Starting at the line that contains "Each instance of the suit", repeat each line exactly through the last line of the listing, and repeat nothing else.

_Entries supplied_.

----

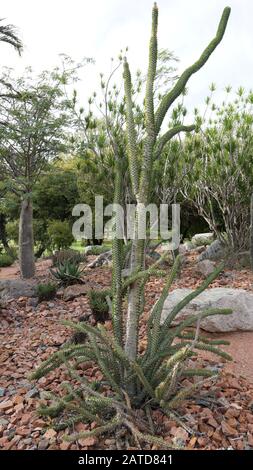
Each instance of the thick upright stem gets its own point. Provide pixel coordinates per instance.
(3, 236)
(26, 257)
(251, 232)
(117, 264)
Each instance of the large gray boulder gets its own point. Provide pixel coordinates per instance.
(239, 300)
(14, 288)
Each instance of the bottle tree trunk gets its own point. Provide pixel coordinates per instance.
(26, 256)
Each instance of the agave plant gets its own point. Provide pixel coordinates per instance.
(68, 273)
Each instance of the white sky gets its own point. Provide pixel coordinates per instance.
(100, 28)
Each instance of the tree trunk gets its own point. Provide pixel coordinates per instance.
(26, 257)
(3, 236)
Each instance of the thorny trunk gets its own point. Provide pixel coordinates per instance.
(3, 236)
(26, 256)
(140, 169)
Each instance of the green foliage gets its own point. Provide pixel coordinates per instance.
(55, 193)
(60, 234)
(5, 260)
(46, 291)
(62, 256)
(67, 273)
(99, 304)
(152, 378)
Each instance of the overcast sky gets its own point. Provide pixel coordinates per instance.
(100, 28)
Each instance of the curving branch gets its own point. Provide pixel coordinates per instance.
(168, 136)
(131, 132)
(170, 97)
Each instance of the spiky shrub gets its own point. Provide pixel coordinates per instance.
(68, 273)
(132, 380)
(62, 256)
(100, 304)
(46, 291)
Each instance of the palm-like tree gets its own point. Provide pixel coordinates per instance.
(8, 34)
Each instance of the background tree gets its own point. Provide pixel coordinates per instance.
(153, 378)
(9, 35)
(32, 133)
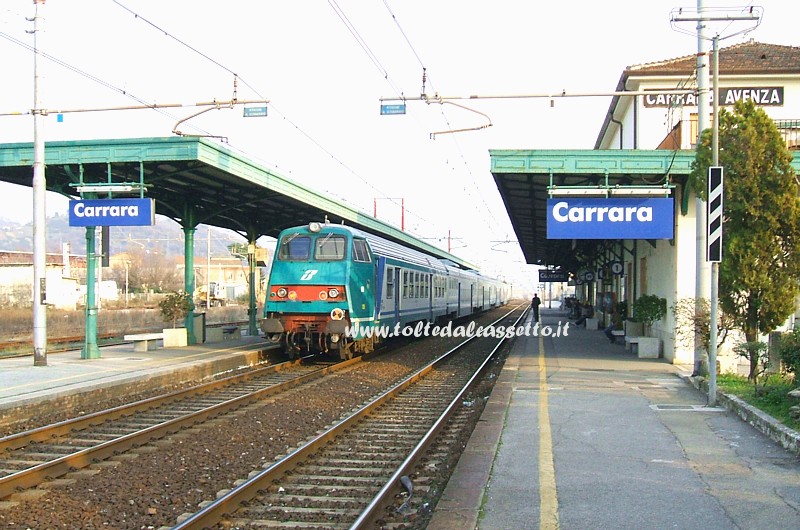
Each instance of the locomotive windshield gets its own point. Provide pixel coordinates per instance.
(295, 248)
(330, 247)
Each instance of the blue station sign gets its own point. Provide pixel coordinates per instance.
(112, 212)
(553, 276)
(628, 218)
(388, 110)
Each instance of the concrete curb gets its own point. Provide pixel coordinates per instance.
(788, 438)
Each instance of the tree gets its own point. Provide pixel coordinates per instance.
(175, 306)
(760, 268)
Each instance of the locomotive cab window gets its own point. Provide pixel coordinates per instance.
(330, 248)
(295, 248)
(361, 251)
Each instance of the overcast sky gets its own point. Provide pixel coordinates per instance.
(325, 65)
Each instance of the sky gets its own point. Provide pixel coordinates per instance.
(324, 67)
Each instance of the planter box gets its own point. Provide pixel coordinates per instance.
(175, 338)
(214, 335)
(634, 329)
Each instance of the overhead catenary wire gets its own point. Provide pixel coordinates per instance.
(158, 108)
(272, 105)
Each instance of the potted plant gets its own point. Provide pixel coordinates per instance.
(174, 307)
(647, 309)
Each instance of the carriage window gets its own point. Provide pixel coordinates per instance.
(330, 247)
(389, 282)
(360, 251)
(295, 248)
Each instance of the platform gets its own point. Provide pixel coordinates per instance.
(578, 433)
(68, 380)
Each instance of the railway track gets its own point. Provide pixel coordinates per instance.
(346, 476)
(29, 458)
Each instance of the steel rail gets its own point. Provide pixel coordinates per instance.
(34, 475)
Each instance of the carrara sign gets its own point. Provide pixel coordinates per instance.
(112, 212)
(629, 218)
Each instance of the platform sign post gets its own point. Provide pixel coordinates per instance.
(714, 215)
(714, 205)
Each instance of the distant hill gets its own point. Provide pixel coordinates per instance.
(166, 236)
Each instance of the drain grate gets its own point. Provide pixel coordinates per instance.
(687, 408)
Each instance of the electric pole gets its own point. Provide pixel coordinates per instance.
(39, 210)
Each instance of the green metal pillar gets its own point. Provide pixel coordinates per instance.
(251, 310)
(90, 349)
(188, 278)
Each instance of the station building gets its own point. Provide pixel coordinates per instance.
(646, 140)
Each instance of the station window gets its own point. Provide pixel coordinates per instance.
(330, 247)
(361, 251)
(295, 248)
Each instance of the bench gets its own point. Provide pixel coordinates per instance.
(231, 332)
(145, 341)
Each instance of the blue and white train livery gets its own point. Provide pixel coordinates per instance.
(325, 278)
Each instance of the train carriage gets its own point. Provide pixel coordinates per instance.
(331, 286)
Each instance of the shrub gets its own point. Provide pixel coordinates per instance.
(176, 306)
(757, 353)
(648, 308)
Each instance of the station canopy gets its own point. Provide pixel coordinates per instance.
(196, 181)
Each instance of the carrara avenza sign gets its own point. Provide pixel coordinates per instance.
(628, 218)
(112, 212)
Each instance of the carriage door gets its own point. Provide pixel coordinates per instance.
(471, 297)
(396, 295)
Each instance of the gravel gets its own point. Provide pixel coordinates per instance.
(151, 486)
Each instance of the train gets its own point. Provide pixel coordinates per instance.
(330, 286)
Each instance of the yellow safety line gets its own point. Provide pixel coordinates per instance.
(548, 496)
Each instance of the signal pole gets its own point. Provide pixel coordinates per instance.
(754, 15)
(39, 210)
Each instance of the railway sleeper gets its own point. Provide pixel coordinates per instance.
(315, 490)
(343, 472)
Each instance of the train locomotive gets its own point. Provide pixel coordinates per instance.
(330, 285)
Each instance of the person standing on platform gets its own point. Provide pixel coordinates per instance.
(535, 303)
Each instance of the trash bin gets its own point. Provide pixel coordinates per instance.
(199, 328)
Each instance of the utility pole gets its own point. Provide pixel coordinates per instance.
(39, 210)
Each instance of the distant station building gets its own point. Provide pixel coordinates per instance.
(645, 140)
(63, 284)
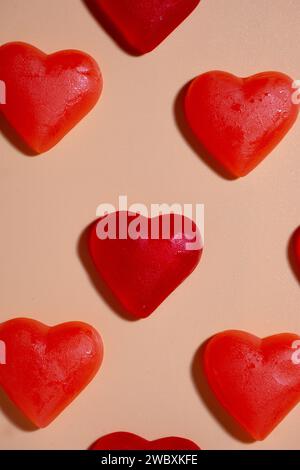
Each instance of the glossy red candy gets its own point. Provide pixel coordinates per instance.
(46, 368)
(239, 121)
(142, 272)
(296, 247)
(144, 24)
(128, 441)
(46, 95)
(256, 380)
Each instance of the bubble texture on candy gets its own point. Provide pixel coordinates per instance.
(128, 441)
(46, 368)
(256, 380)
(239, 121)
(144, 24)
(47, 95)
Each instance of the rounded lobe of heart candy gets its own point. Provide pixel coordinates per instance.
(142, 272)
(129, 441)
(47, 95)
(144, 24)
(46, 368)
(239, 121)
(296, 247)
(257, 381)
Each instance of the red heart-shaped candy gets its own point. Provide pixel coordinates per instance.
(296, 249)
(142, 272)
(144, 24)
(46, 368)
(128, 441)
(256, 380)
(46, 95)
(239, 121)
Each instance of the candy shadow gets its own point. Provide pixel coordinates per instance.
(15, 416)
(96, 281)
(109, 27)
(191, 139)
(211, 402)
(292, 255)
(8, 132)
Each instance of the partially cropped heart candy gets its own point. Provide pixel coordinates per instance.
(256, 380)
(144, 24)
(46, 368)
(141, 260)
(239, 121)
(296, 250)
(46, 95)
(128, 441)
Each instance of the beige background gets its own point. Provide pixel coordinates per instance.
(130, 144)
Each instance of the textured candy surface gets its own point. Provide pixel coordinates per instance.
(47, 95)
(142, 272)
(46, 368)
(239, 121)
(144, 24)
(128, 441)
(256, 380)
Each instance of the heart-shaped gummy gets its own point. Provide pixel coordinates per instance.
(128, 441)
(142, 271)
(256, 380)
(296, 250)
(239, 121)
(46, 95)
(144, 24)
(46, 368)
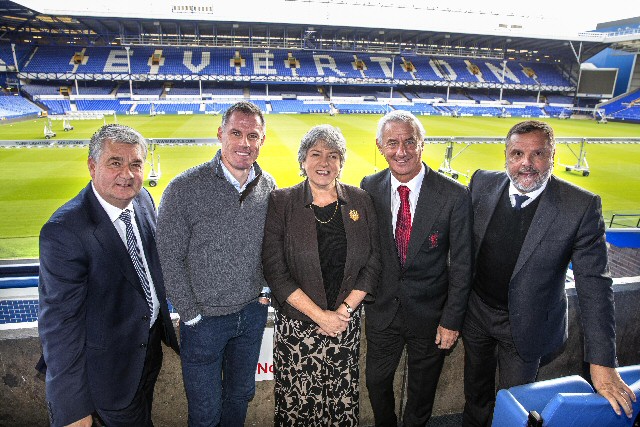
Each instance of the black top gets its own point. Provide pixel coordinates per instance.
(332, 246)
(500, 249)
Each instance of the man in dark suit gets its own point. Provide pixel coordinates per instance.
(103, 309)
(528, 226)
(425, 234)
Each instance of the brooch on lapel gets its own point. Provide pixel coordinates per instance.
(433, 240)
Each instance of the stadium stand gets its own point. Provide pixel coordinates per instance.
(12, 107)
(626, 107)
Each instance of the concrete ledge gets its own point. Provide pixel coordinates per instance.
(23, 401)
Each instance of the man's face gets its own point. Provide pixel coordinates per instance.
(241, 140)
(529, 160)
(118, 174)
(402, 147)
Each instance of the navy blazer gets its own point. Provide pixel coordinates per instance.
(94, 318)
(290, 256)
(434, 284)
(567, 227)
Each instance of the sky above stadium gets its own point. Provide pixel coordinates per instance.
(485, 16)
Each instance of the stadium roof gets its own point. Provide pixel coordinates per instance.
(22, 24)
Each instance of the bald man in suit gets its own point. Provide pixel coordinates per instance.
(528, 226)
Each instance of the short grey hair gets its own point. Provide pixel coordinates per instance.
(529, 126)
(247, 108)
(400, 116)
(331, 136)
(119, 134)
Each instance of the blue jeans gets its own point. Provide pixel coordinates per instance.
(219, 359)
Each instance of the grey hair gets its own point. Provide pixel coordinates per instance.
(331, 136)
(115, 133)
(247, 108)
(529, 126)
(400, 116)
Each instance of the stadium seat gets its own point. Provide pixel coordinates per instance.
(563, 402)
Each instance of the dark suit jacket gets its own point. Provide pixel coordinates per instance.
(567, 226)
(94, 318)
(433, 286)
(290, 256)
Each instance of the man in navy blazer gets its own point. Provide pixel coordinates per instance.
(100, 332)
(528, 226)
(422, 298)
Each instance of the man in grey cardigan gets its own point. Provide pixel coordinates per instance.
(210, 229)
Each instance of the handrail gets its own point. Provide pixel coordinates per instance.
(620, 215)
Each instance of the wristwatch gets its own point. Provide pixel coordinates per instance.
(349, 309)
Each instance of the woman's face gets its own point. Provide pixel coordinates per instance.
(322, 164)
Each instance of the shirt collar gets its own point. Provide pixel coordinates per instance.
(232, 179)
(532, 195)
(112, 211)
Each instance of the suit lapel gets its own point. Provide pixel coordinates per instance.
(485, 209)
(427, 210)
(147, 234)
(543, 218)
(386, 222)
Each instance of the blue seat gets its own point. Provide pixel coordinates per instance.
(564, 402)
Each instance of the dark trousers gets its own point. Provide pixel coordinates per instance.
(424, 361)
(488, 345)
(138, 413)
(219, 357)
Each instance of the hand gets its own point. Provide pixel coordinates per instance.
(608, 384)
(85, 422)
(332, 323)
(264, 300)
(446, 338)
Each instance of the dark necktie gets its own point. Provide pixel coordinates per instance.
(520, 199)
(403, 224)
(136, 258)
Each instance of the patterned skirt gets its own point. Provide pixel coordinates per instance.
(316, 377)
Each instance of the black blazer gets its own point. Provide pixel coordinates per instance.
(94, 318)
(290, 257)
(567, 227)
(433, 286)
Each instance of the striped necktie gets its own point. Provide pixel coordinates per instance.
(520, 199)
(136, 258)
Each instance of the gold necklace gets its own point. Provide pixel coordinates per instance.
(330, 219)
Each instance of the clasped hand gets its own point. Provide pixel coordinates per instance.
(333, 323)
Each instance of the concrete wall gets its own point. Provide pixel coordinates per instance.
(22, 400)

----

_Exercise result_.
Each instance of the suit lapel gets its own point. Provide pixel coordinates per instance.
(485, 209)
(427, 210)
(147, 234)
(543, 218)
(386, 222)
Each instance of the blue seat gets its own point. Provide pixel coordinates per instance.
(564, 402)
Each instance of the dark trousers gets its own point. Provide pixel coordinates per instance.
(424, 361)
(488, 345)
(138, 413)
(219, 357)
Each instance of the hand gets its own point. Provide pixel coordinates per instance.
(608, 384)
(85, 422)
(332, 323)
(264, 300)
(446, 338)
Each instance of the dark necktie gets its own point. Provide pixel coordinates per instance.
(520, 199)
(403, 224)
(136, 258)
Each instance of the patterned skirt gets its own point. Provide pixel coordinates per instance.
(316, 377)
Each instance of the black blazer gets its own point. Provide pixel coordinates per instance.
(94, 318)
(290, 257)
(567, 227)
(433, 286)
Each instance of the striped necktie gets its own point. Provide pixel coordinates per instance.
(520, 199)
(136, 258)
Each instance of the gold necklace gets its own point. Provide pixel coordinates per instance.
(330, 219)
Each instance of the clasped hand gets its own point. Provide pixel coordinates per instance.
(333, 323)
Each instance of the concrete wall gets its own point. Provide pixel coordinates per instance.
(22, 400)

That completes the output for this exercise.